### 課題の指示
この後に示す為替ニュースの記事から、「FXニュース:今年最大の日欧英ドル安」から「の大幅な円高ドル安であった。」に至るまでのすべてを、一字一句変えずに書き出してください。

### 読解文
+---+

FXニュース:今年最大の日欧英ドル安
2025年4月21日
東西FXニュース – 2025年04月21日
文/八木 – 東西FXリサーチチーム
主な点:
- 米トランプ中銀圧警戒感
- 中対米関税報復不買報道
- 日米協議の円安是正警戒
- 欧英イースターマンデー
今日2025年4月21日月曜日の日本の東京外国為替市場の今朝9時頃から今夜17時頃までの対ドル円相場の為替レートの値動きは、円の安値でドルの高値の141円58銭付近から、円の高値でドルの安値の140円54銭付近の値幅約1円4銭で、今夜17時の東京外国為替市場の対ドル円相場の終値は140円57銭付近と、前営業日同時刻にあたる先週金曜日17時の142円39銭付近の前東京終値比で約1円82銭の大幅な円高ドル安であった。
今日の為替相場の値動きの主な要因と時間に沿った世界外国為替証拠金取引 (FX / Foreign Exchange) マーケット・トレンドの動向と分析はまず、先週金曜日の日本市場終了後の欧州市場と英国ロンドン外国為替市場は春の復活祭のイースターホリデー (Easter Holidays) の始まりの聖金曜日のグッドフライデー (Good Friday) の祝日休場で、米国市場でも株式と債券とコモディティ市場が休場となり、時間帯が近い北米カナダなども祝日で世界市場全体の流動性が減少する中で、先週金曜日の夜21時頃からの米国ニューヨーク外国為替市場相当時間の世界市場の対ドル円相場は一時142円31銭付近の始値で、市場前半の小幅な値動きの中でも基軸通貨として取引されたドルは先週金曜日の夜22時25分頃と23時頃の一時142円36銭付近が米国市場相当時間の円の安値でドルの高値となっていた。

+---+

### データ部分
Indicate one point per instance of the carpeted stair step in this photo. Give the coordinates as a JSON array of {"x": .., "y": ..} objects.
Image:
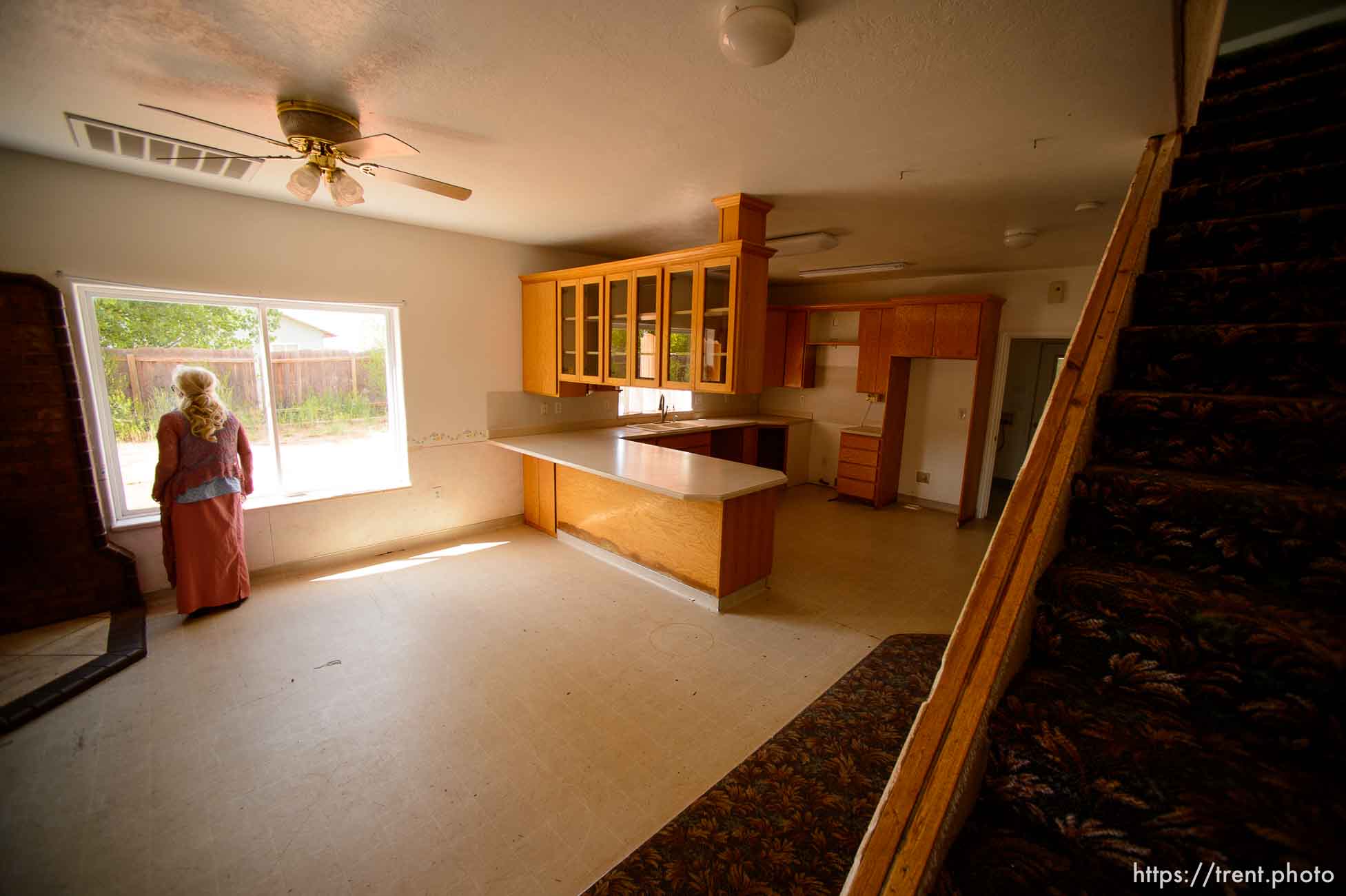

+---+

### 回答
FXニュース:今年最大の日欧英ドル安
2025年4月21日
東西FXニュース – 2025年04月21日
文/八木 – 東西FXリサーチチーム
主な点:
- 米トランプ中銀圧警戒感
- 中対米関税報復不買報道
- 日米協議の円安是正警戒
- 欧英イースターマンデー
今日2025年4月21日月曜日の日本の東京外国為替市場の今朝9時頃から今夜17時頃までの対ドル円相場の為替レートの値動きは、円の安値でドルの高値の141円58銭付近から、円の高値でドルの安値の140円54銭付近の値幅約1円4銭で、今夜17時の東京外国為替市場の対ドル円相場の終値は140円57銭付近と、前営業日同時刻にあたる先週金曜日17時の142円39銭付近の前東京終値比で約1円82銭の大幅な円高ドル安であった。